=== STORED DATA ===
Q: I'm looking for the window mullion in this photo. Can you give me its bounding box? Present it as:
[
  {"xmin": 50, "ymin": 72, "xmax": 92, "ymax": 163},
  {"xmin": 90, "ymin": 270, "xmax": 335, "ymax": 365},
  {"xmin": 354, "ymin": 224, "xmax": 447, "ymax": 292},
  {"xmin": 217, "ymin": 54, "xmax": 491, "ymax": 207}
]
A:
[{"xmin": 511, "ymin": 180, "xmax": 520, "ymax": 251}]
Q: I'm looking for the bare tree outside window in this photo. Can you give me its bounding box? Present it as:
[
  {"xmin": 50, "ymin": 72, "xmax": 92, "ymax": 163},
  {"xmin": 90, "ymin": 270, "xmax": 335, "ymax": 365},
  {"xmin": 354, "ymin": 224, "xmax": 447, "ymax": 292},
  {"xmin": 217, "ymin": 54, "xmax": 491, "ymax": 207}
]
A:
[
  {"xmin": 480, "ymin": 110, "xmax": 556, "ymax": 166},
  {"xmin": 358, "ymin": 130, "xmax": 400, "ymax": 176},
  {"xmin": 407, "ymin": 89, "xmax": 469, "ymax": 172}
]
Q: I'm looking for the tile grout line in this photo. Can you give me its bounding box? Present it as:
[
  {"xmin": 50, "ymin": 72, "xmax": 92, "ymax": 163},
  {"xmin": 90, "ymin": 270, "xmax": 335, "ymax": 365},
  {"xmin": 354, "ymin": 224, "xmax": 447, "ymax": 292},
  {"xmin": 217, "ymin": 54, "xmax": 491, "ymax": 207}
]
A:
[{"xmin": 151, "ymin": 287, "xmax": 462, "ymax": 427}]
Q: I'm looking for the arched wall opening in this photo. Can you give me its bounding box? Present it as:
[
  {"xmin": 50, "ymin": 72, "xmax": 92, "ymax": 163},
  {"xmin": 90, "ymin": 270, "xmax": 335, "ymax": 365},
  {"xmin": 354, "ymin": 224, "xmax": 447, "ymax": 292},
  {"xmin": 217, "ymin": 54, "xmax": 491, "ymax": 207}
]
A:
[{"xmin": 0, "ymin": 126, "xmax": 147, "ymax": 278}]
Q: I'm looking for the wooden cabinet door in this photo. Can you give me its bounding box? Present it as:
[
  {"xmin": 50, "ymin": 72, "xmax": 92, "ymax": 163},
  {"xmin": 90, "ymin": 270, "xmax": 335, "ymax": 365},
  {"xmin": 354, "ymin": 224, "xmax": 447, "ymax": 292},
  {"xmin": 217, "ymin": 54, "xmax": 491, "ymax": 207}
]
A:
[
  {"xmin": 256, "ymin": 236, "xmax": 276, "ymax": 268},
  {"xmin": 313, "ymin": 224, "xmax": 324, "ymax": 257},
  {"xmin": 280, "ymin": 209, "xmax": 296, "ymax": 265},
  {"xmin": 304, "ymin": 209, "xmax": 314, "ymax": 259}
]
===
* _TASK DETAILS_:
Rewrite the part of the records that opens with the line containing "Q: I'm looking for the tile" and runs through the end of the records as a Markdown table with the columns "No." and "Line," numbering each row and omitting blank lines.

* _COMPLETED TASK_:
| No. | Line |
|---|---|
| 1 | Q: I'm looking for the tile grout line in this photo. Can you give me its bounding box? Present it as: |
| 2 | [ |
| 3 |   {"xmin": 50, "ymin": 72, "xmax": 92, "ymax": 163}, |
| 4 |   {"xmin": 90, "ymin": 270, "xmax": 335, "ymax": 365}, |
| 5 |   {"xmin": 354, "ymin": 224, "xmax": 447, "ymax": 292}, |
| 6 |   {"xmin": 217, "ymin": 54, "xmax": 491, "ymax": 207} |
| 7 | ] |
| 8 | A: |
| 9 | [{"xmin": 151, "ymin": 287, "xmax": 462, "ymax": 427}] |
| 10 | Q: I'm looking for the arched wall opening in this photo. Can you give me its bounding box? Present it as: |
| 11 | [ |
| 12 |   {"xmin": 50, "ymin": 72, "xmax": 92, "ymax": 163}, |
| 13 |   {"xmin": 90, "ymin": 270, "xmax": 335, "ymax": 365}, |
| 14 |   {"xmin": 354, "ymin": 224, "xmax": 447, "ymax": 292}, |
| 15 |   {"xmin": 217, "ymin": 54, "xmax": 491, "ymax": 207} |
| 16 | ] |
| 17 | A: |
| 18 | [{"xmin": 0, "ymin": 126, "xmax": 147, "ymax": 278}] |
| 19 | Q: I'm looking for the wooden cabinet door in this photo. Can you give me its bounding box? Present it as: |
| 20 | [ |
| 21 |   {"xmin": 50, "ymin": 72, "xmax": 92, "ymax": 163}, |
| 22 |   {"xmin": 90, "ymin": 270, "xmax": 335, "ymax": 365}, |
| 23 |   {"xmin": 354, "ymin": 224, "xmax": 447, "ymax": 292}, |
| 24 |   {"xmin": 217, "ymin": 54, "xmax": 491, "ymax": 207} |
| 25 | ] |
| 26 | A: |
| 27 | [ |
| 28 |   {"xmin": 256, "ymin": 236, "xmax": 276, "ymax": 268}, |
| 29 |   {"xmin": 313, "ymin": 224, "xmax": 324, "ymax": 257}, |
| 30 |   {"xmin": 280, "ymin": 209, "xmax": 296, "ymax": 265}, |
| 31 |   {"xmin": 304, "ymin": 209, "xmax": 314, "ymax": 259} |
| 32 | ] |